» Natural language region descriptions
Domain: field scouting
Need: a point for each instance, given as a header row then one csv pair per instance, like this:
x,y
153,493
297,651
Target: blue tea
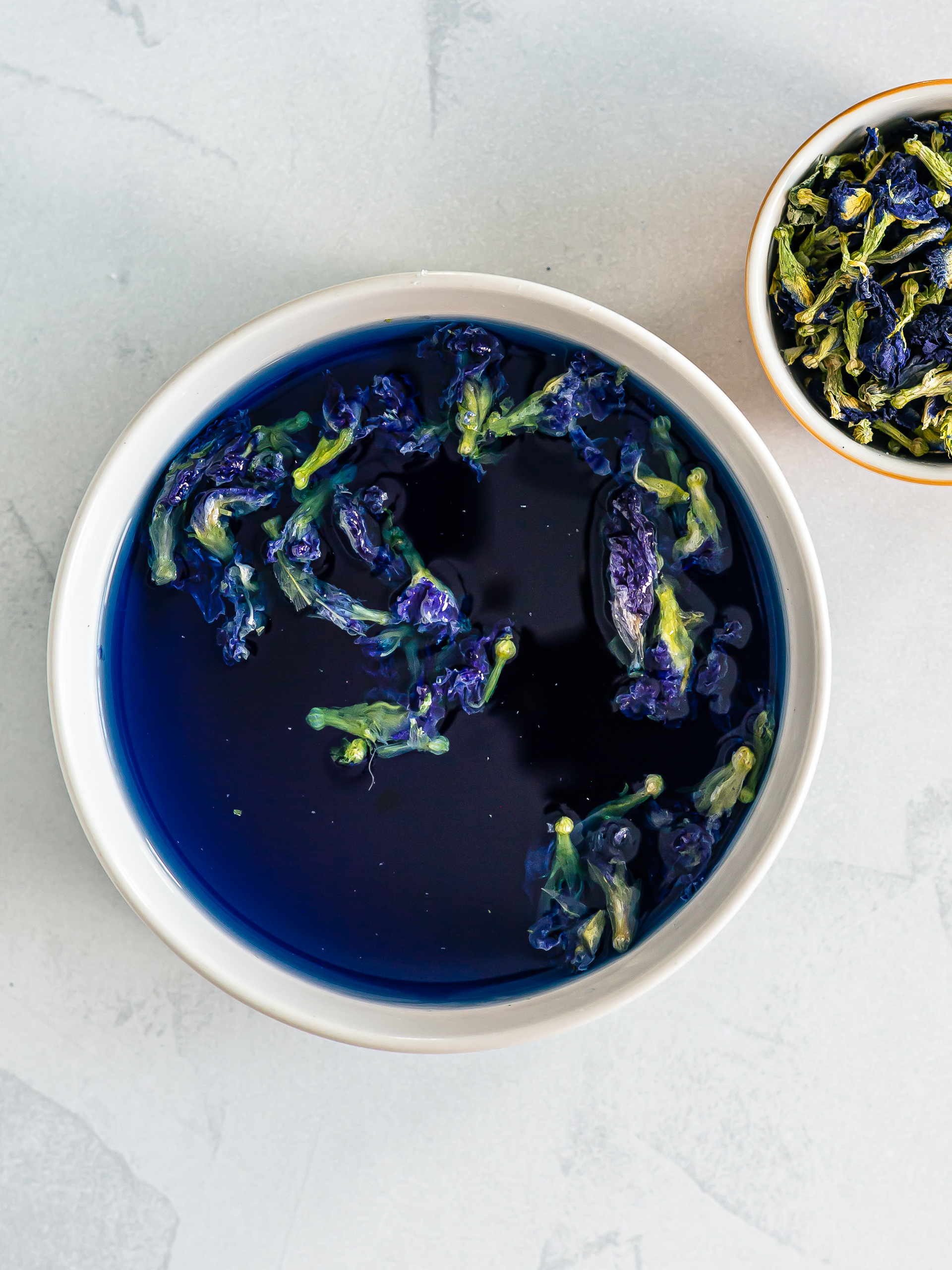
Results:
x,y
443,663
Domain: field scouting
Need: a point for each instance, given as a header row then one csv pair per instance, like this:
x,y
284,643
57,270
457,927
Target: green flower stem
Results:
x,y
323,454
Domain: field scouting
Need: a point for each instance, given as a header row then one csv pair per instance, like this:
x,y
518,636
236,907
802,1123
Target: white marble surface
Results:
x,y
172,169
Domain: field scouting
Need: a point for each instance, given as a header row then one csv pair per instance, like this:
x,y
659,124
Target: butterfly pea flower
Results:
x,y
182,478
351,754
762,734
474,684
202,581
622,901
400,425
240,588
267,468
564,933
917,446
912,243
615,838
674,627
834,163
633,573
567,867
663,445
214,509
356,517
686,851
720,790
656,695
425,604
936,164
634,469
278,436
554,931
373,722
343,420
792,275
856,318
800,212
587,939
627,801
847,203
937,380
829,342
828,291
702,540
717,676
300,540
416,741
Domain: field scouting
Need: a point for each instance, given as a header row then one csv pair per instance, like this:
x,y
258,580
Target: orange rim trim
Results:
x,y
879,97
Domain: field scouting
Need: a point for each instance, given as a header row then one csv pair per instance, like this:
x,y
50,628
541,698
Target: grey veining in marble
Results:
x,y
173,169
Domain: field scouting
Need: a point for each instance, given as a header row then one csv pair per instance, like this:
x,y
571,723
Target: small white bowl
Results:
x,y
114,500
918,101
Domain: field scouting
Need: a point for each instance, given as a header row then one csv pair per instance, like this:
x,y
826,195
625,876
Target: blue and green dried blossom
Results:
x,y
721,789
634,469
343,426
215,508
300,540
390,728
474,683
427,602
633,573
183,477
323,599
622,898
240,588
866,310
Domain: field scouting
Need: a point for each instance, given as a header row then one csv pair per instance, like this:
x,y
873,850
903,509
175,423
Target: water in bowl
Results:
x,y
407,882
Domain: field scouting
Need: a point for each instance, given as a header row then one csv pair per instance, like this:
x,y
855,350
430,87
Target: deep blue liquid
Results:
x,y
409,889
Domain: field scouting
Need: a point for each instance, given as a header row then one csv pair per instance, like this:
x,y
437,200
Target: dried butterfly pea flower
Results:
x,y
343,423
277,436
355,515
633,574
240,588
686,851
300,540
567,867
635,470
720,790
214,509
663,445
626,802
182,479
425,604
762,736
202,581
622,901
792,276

» PROBLEM DESCRIPTION
Start to finish, write out the data above exactly, omitting all pictures.

» EXPECTED ANSWER
Domain: field scouting
Need: a point for each instance, given as a header row then one csv pair per instance, like this:
x,y
153,493
297,651
Target: blue tea
Results:
x,y
443,663
Domain: field scouting
Need: a point for each instance, given as a header row then one csv pair per instance, like this:
x,y
284,643
57,270
457,927
Target: green flower stem
Results:
x,y
323,454
Domain: field scouting
Need: a point for each instance, given as a header row then one csv pair per instance, like this:
x,y
518,636
236,907
802,1123
Target: white marble surface
Results:
x,y
172,169
Domain: field scouting
Need: a point for each instance, given as a header row then one csv pair per instance, like this:
x,y
659,124
Target: butterfly pea flower
Results:
x,y
182,478
351,754
762,734
474,684
202,581
622,901
400,425
240,588
267,468
564,933
917,446
912,243
615,838
674,627
834,163
633,573
567,867
663,445
214,509
356,517
686,851
720,790
656,695
425,604
936,164
634,469
278,436
554,931
373,722
343,420
792,275
856,318
800,212
587,939
627,801
847,203
937,380
829,342
828,291
702,540
717,676
300,540
416,741
Domain: field scouting
Need: a point for each instance, given as a header row then one csv pair per instance, like this:
x,y
258,580
Target: orange rim trim
Results:
x,y
879,97
Domain: field scouting
Need: a point for each instance, given as a header row then one csv pair per instance, like this:
x,y
50,628
541,698
Target: grey veining in marble
Results:
x,y
173,169
Domain: field scouting
Need: a point for each instance, given as a header row then one csv pair per instance, like this:
x,y
571,723
Target: small white bowl
Results:
x,y
114,500
918,101
Domain: field scouting
Need: a point for each instance, given as a header row then one csv pair per instance, like this:
x,y
826,195
625,876
Target: blue and green dried blossom
Results:
x,y
721,789
634,469
343,426
215,508
300,540
390,728
474,683
427,602
633,573
183,477
323,599
622,898
240,588
866,310
Domain: field scouting
Need: a point for each instance, given as a header row then one csv pair per instance, like this:
x,y
873,850
903,509
175,423
Target: water in bowl
Results:
x,y
407,882
Domain: field scouting
Need: a point for each instance, given as a header row then one csv pair per instance, like this:
x,y
855,350
430,87
Target: deep blue liquid
Results:
x,y
409,889
Domain: field scouting
Need: a point for each instance, given as a header row then one csv pair per instance, like this:
x,y
437,200
Target: dried butterfly pea flower
Results:
x,y
343,423
277,436
355,515
633,574
240,588
686,851
300,540
567,867
635,470
720,790
214,509
663,445
626,802
182,479
425,604
762,736
202,581
622,901
792,276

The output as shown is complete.